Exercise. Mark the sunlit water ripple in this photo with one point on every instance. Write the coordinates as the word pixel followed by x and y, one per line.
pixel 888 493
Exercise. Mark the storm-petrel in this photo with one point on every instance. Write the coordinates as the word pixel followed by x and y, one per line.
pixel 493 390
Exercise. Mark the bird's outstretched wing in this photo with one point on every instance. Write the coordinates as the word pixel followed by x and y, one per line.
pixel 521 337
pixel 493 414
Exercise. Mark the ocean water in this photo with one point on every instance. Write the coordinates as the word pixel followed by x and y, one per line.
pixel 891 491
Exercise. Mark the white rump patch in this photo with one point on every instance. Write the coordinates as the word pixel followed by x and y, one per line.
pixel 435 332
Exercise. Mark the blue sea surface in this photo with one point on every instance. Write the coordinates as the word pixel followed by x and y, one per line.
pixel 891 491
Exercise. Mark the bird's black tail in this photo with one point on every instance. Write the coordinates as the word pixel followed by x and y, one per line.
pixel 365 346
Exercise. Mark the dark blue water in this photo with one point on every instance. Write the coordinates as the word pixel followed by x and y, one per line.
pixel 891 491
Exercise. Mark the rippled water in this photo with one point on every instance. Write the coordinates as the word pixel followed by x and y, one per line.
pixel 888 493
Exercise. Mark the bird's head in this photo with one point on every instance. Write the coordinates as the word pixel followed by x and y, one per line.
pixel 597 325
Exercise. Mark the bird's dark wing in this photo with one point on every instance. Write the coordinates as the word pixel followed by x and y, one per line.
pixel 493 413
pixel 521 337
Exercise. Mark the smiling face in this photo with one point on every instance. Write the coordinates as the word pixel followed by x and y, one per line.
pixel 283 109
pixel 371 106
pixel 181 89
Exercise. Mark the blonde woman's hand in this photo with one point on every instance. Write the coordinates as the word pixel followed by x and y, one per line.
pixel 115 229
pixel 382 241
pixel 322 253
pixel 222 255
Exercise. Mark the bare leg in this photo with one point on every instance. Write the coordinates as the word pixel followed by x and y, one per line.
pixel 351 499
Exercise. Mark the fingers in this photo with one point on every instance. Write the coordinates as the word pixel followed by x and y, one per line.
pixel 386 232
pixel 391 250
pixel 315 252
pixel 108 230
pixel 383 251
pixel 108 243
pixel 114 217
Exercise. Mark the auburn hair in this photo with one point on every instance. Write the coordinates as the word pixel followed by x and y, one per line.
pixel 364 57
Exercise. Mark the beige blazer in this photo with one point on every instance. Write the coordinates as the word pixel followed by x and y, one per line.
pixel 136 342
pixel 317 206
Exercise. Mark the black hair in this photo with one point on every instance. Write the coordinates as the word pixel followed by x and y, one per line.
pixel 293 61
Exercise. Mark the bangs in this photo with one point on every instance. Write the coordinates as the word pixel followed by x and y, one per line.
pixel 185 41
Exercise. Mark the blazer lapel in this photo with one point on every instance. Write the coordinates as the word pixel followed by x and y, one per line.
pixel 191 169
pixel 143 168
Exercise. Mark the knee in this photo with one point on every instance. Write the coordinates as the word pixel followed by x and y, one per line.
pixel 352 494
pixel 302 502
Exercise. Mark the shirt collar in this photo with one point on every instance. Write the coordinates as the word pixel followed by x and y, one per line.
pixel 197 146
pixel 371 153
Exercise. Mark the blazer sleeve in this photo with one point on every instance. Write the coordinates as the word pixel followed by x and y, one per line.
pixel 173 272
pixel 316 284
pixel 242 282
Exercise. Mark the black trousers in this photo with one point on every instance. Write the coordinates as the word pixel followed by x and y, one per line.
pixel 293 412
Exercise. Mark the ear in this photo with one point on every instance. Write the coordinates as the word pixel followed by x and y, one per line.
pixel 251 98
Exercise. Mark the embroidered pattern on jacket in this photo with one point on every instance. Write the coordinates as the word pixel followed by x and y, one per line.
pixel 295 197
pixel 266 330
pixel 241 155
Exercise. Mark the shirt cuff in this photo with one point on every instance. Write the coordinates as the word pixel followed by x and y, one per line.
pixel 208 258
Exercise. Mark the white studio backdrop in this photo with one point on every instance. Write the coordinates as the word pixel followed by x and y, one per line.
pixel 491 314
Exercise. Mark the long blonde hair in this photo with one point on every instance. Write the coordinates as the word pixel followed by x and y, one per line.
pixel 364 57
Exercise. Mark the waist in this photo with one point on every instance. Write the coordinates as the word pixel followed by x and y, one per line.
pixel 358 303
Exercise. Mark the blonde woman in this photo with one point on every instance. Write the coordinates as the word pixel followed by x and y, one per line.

----------------------------------------

**Problem**. Rewrite the listing between the lines holding "Exercise. Mark the auburn" and "pixel 251 98", inclusive, with "beige blazer" changed to "tan blazer" and nothing else altered.

**Written solution**.
Exercise. Mark the auburn hair in this photo with one point on every instance. Write the coordinates as the word pixel followed by x and y, one per line.
pixel 364 57
Exercise. Mark the tan blazer in this photo with one point on every instance. Write the coordinates as the word pixel followed by x and y, one per line.
pixel 136 342
pixel 317 206
Exercise. Mark the black hair in this photo with one point on every instance. Write the coordinates as the word pixel followed by x and y, one per line.
pixel 293 61
Exercise. Mark the bangs in this photo with one point on every instance. Write the coordinates as the word pixel followed by x and y, one per line.
pixel 185 41
Exercise. Mark the blazer lapel in this photo with one point on every instance. Write the coordinates as the word pixel followed by x and y, one per line.
pixel 191 169
pixel 143 168
Exercise. Mark the knee in this photo with one point on every instance. Write the coordinates as the word pixel followed by x and y, one per line.
pixel 352 494
pixel 302 502
Exercise. Mark the shirt collar in this photo with one point on every instance. Write the coordinates as the word pixel followed by x and y, one per line.
pixel 197 146
pixel 371 153
Exercise. Mark the blazer sleeve in this photo with one point on every instance. Write the coordinates as the word pixel followed by x and y, one per line.
pixel 173 272
pixel 316 284
pixel 242 282
Exercise. Mark the black trousers in this photo with one point on every instance. Write the coordinates as the word pixel followed by x and y, one per line.
pixel 293 412
Exercise. Mark the ear in this photo with one point on every instance. Write the coordinates as the word pixel followed by x and y, one per line.
pixel 251 98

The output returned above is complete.